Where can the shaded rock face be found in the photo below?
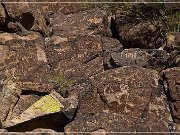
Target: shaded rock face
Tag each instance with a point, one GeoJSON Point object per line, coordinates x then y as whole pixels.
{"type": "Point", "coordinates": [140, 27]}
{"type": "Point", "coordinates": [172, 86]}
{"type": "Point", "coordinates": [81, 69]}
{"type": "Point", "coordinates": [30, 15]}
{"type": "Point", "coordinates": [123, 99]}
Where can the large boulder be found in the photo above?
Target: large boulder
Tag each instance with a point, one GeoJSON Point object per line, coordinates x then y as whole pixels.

* * *

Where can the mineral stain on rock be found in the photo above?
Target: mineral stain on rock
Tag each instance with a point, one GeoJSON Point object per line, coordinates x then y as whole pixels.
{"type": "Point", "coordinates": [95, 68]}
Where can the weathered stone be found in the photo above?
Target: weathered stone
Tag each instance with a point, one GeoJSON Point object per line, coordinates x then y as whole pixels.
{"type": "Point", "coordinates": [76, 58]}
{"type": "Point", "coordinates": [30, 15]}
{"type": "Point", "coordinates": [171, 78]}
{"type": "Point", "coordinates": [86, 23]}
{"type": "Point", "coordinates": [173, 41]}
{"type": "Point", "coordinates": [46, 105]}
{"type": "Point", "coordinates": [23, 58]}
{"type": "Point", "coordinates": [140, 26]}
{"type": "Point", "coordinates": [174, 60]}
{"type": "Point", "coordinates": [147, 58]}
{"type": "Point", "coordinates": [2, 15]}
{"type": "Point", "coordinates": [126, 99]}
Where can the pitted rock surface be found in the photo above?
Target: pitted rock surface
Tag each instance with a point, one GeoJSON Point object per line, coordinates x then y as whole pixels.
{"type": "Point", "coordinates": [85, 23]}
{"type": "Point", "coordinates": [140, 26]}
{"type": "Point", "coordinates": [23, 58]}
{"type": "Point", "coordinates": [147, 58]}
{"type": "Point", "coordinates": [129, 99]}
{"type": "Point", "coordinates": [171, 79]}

==

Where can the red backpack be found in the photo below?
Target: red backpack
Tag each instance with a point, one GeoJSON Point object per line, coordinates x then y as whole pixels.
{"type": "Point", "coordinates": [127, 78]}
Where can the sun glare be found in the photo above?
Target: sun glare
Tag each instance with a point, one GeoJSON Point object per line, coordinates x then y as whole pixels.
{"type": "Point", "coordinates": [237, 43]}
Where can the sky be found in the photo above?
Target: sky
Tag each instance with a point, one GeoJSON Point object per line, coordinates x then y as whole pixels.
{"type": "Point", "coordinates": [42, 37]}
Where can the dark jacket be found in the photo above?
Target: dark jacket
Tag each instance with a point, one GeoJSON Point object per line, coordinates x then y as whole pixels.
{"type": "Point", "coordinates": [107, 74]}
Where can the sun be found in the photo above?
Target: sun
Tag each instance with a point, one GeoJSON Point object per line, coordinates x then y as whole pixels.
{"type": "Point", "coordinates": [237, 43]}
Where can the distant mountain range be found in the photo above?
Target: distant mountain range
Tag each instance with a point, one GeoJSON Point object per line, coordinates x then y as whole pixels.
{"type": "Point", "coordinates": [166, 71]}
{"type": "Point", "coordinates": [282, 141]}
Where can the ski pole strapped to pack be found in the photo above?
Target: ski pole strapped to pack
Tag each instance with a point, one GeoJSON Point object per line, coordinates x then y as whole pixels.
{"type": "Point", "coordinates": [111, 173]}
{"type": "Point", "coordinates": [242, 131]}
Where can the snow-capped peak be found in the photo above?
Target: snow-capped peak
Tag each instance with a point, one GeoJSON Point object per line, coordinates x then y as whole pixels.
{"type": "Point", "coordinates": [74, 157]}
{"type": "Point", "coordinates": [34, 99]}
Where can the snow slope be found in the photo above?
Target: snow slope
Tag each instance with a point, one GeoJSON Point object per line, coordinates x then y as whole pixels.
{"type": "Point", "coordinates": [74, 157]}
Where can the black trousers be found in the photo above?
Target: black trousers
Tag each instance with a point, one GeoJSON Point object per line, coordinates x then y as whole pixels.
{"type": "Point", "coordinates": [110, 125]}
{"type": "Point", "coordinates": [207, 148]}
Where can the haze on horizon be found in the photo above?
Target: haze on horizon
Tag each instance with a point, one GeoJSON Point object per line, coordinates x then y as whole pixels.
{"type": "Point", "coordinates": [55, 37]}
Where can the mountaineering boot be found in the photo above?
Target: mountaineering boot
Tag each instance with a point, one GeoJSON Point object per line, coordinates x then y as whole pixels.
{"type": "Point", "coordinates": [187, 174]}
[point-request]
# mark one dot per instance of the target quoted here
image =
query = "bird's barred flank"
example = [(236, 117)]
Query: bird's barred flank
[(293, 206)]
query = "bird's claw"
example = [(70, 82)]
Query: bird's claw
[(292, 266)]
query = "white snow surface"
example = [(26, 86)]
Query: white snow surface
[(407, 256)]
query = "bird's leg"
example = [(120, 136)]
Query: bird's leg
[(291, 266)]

TASK DETAILS:
If a line of the data contains "peak", copy it out.

RESPONSE BELOW:
Where can the snow-capped peak be found in the photo above?
Target: snow-capped peak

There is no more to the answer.